━━━ THE INPUT ━━━

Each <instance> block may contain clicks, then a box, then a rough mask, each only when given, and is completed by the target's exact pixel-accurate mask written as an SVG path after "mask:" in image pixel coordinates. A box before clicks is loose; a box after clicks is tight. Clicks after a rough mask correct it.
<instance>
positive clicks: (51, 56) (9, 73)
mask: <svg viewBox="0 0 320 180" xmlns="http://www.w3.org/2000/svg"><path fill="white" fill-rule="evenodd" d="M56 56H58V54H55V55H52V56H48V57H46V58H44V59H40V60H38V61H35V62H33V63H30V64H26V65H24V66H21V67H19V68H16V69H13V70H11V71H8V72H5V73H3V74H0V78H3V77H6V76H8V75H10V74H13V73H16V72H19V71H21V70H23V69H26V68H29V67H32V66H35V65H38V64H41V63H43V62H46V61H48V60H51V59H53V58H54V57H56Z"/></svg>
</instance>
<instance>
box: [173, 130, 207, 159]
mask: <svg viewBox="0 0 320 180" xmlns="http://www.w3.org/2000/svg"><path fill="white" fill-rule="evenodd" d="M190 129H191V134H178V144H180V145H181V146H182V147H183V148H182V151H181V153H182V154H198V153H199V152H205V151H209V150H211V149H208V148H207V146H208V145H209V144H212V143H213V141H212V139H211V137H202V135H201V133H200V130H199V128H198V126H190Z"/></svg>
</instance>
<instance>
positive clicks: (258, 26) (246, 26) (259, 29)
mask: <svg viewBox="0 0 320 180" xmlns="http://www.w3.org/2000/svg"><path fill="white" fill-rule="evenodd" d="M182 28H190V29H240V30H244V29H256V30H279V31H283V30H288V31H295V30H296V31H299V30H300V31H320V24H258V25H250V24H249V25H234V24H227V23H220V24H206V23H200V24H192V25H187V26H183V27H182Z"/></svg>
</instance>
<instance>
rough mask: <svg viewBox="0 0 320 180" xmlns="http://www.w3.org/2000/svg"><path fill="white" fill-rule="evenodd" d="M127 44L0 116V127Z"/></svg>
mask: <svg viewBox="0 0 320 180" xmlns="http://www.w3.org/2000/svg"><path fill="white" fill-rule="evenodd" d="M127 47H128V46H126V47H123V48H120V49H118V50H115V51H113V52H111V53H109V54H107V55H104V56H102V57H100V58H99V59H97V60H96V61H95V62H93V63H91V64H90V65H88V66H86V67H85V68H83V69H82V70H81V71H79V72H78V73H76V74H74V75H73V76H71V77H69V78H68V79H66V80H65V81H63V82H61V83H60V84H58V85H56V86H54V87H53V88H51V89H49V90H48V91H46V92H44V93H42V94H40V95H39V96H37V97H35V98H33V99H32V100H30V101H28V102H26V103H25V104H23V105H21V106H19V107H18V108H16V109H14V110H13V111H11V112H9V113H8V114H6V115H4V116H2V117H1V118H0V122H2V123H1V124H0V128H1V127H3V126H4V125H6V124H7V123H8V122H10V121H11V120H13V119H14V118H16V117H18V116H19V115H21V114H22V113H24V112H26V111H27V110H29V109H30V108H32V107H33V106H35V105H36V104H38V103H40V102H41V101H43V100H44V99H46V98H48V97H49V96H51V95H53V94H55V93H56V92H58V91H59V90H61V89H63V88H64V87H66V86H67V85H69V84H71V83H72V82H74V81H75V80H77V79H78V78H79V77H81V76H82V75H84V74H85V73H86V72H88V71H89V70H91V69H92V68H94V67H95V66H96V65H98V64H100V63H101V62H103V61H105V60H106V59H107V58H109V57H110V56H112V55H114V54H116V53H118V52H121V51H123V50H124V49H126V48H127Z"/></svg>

━━━

Retype each line above with no alterations.

- TASK OUTPUT
Each <instance> block may contain clicks, then a box, then a rough mask, each only when given, and is completed by the target's exact pixel-accurate mask written as an SVG path after "mask:" in image pixel coordinates. A box before clicks is loose; a box after clicks is tight. Clicks after a rough mask correct it.
<instance>
positive clicks: (51, 56) (9, 73)
mask: <svg viewBox="0 0 320 180" xmlns="http://www.w3.org/2000/svg"><path fill="white" fill-rule="evenodd" d="M56 56H58V54H55V55H52V56H48V57H46V58H44V59H40V60H38V61H35V62H33V63H30V64H26V65H24V66H21V67H19V68H16V69H13V70H11V71H8V72H5V73H3V74H0V78H3V77H6V76H8V75H10V74H13V73H16V72H19V71H21V70H23V69H26V68H29V67H32V66H35V65H38V64H41V63H43V62H46V61H48V60H51V59H53V58H54V57H56Z"/></svg>
</instance>
<instance>
box: [173, 130, 207, 159]
mask: <svg viewBox="0 0 320 180" xmlns="http://www.w3.org/2000/svg"><path fill="white" fill-rule="evenodd" d="M190 129H191V134H178V144H180V145H181V146H182V147H183V148H182V151H181V153H182V154H198V153H199V152H205V151H209V150H211V149H208V148H207V146H208V145H209V144H212V143H213V141H212V139H211V137H202V135H201V133H200V130H199V128H198V126H190Z"/></svg>
</instance>
<instance>
positive clicks: (258, 26) (246, 26) (259, 29)
mask: <svg viewBox="0 0 320 180" xmlns="http://www.w3.org/2000/svg"><path fill="white" fill-rule="evenodd" d="M182 28H190V29H240V30H244V29H256V30H279V31H283V30H288V31H295V30H296V31H299V30H300V31H320V24H258V25H250V24H249V25H234V24H227V23H220V24H206V23H200V24H192V25H187V26H183V27H182Z"/></svg>
</instance>
<instance>
rough mask: <svg viewBox="0 0 320 180" xmlns="http://www.w3.org/2000/svg"><path fill="white" fill-rule="evenodd" d="M127 44L0 116V127Z"/></svg>
mask: <svg viewBox="0 0 320 180" xmlns="http://www.w3.org/2000/svg"><path fill="white" fill-rule="evenodd" d="M127 47H128V46H126V47H123V48H120V49H118V50H115V51H113V52H111V53H109V54H107V55H104V56H102V57H100V58H99V59H97V60H96V61H95V62H93V63H91V64H90V65H88V66H86V67H85V68H83V69H82V70H81V71H79V72H78V73H76V74H74V75H73V76H71V77H69V78H68V79H66V80H65V81H63V82H61V83H60V84H58V85H56V86H54V87H53V88H51V89H49V90H48V91H46V92H44V93H42V94H40V95H39V96H37V97H35V98H33V99H32V100H30V101H28V102H26V103H25V104H23V105H21V106H19V107H18V108H16V109H14V110H13V111H11V112H9V113H8V114H6V115H4V116H2V117H1V118H0V122H2V123H1V124H0V128H1V127H3V126H4V125H6V124H7V123H8V122H10V121H11V120H13V119H14V118H16V117H18V116H19V115H21V114H22V113H24V112H26V111H27V110H29V109H30V108H32V107H33V106H35V105H36V104H38V103H40V102H41V101H43V100H44V99H46V98H48V97H49V96H51V95H53V94H55V93H56V92H58V91H59V90H61V89H63V88H64V87H66V86H67V85H69V84H71V83H72V82H74V81H75V80H77V79H78V78H79V77H81V76H82V75H84V74H85V73H86V72H88V71H89V70H91V69H92V68H94V67H95V66H96V65H98V64H100V63H101V62H103V61H105V60H106V59H107V58H109V57H110V56H112V55H114V54H116V53H118V52H121V51H123V50H124V49H126V48H127Z"/></svg>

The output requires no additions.